> **Work required**
Quote each entry below word for word, but omit the pictures.

══════

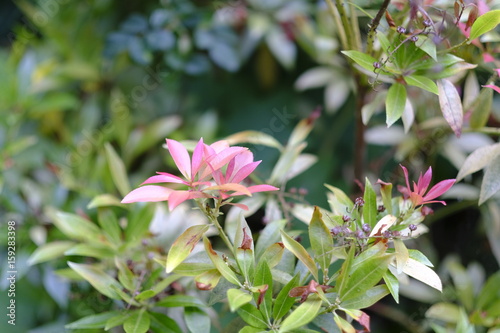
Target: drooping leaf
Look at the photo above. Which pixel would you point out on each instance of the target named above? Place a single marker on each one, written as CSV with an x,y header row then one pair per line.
x,y
395,103
491,180
184,245
451,105
302,315
300,252
484,23
98,279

══════

> **Correct response**
Target: drooping leaf
Look at the photo above. Which pixel would you point out on each instance of the target named above? Place a single marker on each one, written as CSV with an x,y header row then one pair per line.
x,y
395,103
491,180
184,245
451,105
302,315
300,252
484,23
98,279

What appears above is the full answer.